__Текст для чтения__:
%%

Возникновение оси мировой истории следует отнести ко времени около 500 лет до н. э., к тому духовному процессу, который шел между 800 и 200 гг. до н.э. Тогда произошел самый резкий поворот в истории. Появился человек нового типа, каким он пребывает по сей день. Это время мы вкратце назовем «осевым временем». В это время происходит много необычайного. В Китае тогда жили Конфуций и Лао-цзы, возникли все направления китайской философии, создавали свои учения Мо-цзы, Чжу-ан-цзы, Ле-цзы и бесчисленное множество других мыслителей. В Индии возникли Упанишады, жил Будда, в философии (в Индии, как и в Китае) были рассмотрены все возможности философского постижения действительности, вплоть до скептицизма, материализма, софистики и нигилизма; в Иране Заратустра учил о мире, где идет борьба добра со злом; в Палестине выступали пророки Илия, Исайя и Иеремия; в Греции – это время Гомера, таких философов, как Парменид, Гераклит, Платон, трагиков, Фукидида и Архимеда. Все, что связано с этими именами, возникло почти одновременно в течение немногих столетий в Китае, Индии и на Западе независимо друг от друга.
Возникшее в эту эпоху в трех упомянутых культурах новое начало сводится к тому, что человек осознает бытие в целом, самого себя и свои границы. Перед ним открывается ужас мира и собственная беспомощность. Стоя над пропастью, он ставит радикальные вопросы, требует освобождения и спасения. Осознавая свои границы, он ставит перед собой высшие цели, познает абсолютность в глубинах самосознания и в ясности трансцендентного мира.
В эту эпоху были разработаны основные категории, которыми мы мыслим по сей день, заложены основы мировых религий, определяющих по сей день жизнь людей. Во всех направлениях совершался переход к универсальности.
Мифологической эпохе с ее спокойной уверенностью пришел конец. Древний мифический мир медленно отступал, сохраняя, однако, благодаря фактической вере в него народных масс, свое значение в качестве некоего фона, – и мог впоследствии вновь одерживать победы в обширных сферах сознания.

%%

Извлечённые строки данных
%%

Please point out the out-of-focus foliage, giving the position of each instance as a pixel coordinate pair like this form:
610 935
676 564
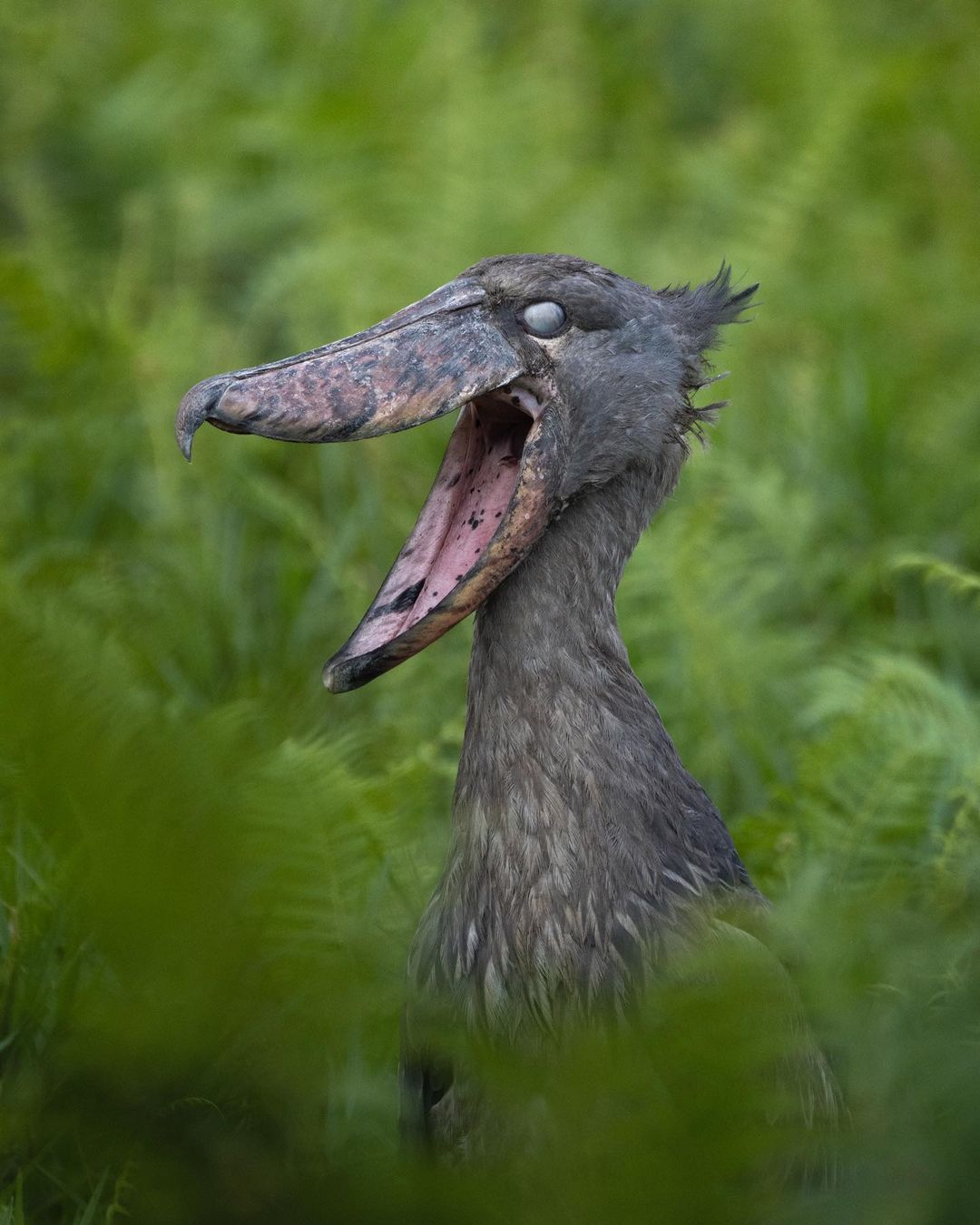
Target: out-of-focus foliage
211 868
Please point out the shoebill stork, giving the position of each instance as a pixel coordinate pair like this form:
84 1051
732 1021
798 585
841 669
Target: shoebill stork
581 847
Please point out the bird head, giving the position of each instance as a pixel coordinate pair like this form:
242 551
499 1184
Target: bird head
564 374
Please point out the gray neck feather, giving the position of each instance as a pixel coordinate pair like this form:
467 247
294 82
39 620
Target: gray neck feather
578 837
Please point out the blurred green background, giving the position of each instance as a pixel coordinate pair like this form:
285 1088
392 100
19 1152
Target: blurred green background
211 868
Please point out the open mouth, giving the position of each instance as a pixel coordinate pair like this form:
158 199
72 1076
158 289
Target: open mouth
485 505
492 496
471 495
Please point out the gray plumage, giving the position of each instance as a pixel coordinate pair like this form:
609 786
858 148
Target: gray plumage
583 855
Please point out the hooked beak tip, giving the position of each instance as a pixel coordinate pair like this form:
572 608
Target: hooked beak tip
195 409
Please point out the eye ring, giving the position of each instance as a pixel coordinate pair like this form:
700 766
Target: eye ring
544 318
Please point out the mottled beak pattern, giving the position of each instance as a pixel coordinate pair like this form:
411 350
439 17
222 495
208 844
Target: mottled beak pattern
493 495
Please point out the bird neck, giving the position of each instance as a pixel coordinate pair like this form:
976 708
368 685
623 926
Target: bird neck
553 702
574 823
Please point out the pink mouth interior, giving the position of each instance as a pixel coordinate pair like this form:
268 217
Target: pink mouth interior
462 514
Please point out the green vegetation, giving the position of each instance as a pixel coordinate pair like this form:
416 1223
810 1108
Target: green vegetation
211 868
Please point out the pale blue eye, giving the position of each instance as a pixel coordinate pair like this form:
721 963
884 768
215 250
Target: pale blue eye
543 318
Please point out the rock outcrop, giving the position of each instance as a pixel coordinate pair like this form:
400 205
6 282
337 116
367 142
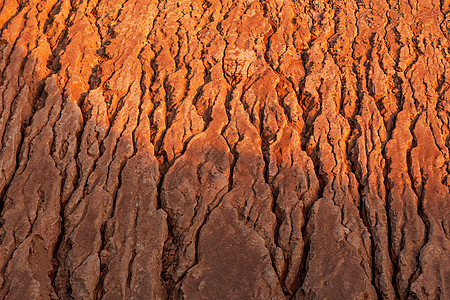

%%

__Задания__:
a) Перепишите из текста об осевом времени всё, начиная со слов «Возникшее в эту» и вплоть до слов «ясности трансцендентного мира.».
b) Чему, согласно тексту об осевом времени, учил Заратустра в Иране?
c) Объясните, опираясь на текст об осевом времени, почему древний мифический мир, отступая, всё же сохранял свое значение.
Строки данных представляют собой отдельный материал, не связанный с текстом.

__Ответы к заданиям__:
a)
Возникшее в эту эпоху в трех упомянутых культурах новое начало сводится к тому, что человек осознает бытие в целом, самого себя и свои границы. Перед ним открывается ужас мира и собственная беспомощность. Стоя над пропастью, он ставит радикальные вопросы, требует освобождения и спасения. Осознавая свои границы, он ставит перед собой высшие цели, познает абсолютность в глубинах самосознания и в ясности трансцендентного мира.

b) Заратустра учил о мире, где идет борьба добра со злом.

c) Древний мифический мир сохранял свое значение в качестве некоего фона благодаря фактической вере в него народных масс.